— Start of Dataset excerpts —

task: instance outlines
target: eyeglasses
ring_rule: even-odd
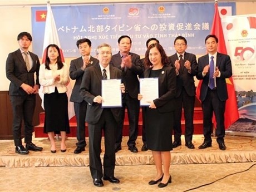
[[[101,52],[99,53],[99,54],[100,55],[111,55],[111,53],[110,52]]]
[[[185,46],[186,45],[185,44],[184,44],[184,43],[181,43],[181,44],[175,44],[175,46],[178,46],[178,47],[179,47],[179,46],[181,46],[181,47],[183,47],[183,46]]]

— End of Dataset excerpts —

● Exercise
Rewrite the listing above with every "eyeglasses" changed to "sunglasses" and everything else kept the same. Leave the pictures out of your answer.

● Finished exercise
task: instance outlines
target: sunglasses
ring_rule: even-odd
[[[101,52],[99,53],[99,54],[100,55],[111,55],[111,53],[110,52]]]
[[[185,46],[186,45],[185,44],[184,44],[184,43],[181,43],[181,44],[175,44],[175,46],[178,46],[178,47],[179,47],[179,46],[181,46],[181,47],[183,47],[183,46]]]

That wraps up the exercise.